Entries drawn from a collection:
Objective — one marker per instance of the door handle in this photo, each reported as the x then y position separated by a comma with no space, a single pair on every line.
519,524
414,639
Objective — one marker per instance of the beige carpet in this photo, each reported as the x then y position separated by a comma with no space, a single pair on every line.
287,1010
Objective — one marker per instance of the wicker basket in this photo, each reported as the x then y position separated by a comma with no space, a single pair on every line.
---
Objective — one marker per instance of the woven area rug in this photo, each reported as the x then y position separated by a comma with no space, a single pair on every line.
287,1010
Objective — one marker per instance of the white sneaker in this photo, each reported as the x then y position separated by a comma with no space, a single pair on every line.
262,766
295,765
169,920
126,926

**WHAT IS BEING ASKED:** Output the records above again, unchanged, taking everything from the line that contains "Objective — one marker per instance of the door" down to the line that contains "Objective — one marker per instance of the wicker", with both of those lines included.

**REPLY:**
Objective — one marker per instance of the door handle in this photo, each reported as the x then y position separated by a comma with no space, a single pair on every line.
519,524
414,639
Objective — one marker per instance of the beige carpet in this photo, each reported as the x then y position separated by a comma with no space, a single pair on every line.
287,1010
Objective — one marker per instance of the wicker basket in this photo, each reported as the x then y position separated by a comma with no space, a single pair on every line.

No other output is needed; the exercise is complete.